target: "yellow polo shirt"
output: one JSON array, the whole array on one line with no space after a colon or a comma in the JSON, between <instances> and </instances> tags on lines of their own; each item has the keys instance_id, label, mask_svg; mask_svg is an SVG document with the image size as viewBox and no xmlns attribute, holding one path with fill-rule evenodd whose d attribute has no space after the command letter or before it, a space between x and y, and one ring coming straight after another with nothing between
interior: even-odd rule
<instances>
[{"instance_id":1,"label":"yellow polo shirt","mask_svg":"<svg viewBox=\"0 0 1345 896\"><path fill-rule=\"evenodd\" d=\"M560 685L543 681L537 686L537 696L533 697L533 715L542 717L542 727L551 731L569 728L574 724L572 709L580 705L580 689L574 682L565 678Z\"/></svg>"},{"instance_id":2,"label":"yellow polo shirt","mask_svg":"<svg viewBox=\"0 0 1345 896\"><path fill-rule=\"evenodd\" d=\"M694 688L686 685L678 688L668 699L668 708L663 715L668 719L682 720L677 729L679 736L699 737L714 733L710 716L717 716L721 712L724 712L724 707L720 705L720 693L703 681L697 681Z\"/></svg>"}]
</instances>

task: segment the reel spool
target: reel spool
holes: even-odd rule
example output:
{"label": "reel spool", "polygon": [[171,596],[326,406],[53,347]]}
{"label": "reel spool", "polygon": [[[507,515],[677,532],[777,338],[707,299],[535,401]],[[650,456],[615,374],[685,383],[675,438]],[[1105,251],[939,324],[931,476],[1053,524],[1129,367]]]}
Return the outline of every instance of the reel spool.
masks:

______

REQUIRED WORK:
Lay out the lines of the data as a Markdown table with two columns, Row for a running number and Line for the line itself, omitting any blank lines. Begin at the line that has "task: segment the reel spool" and stop after the last line of the data.

OUTPUT FOR THIS EXERCISE:
| Row | Line |
|---|---|
| 1 | task: segment the reel spool |
| 2 | target: reel spool |
| 3 | holes: even-odd rule |
| 4 | example output: |
| 5 | {"label": "reel spool", "polygon": [[171,596],[326,406],[53,347]]} |
| 6 | {"label": "reel spool", "polygon": [[[507,515],[677,532],[777,338],[707,299],[535,401]],[[650,456],[615,374],[685,383],[675,438]],[[1105,251],[939,324],[931,476],[1053,524],[1129,367]]]} |
| 7 | Return the outline of every instance of the reel spool. |
| 8 | masks: |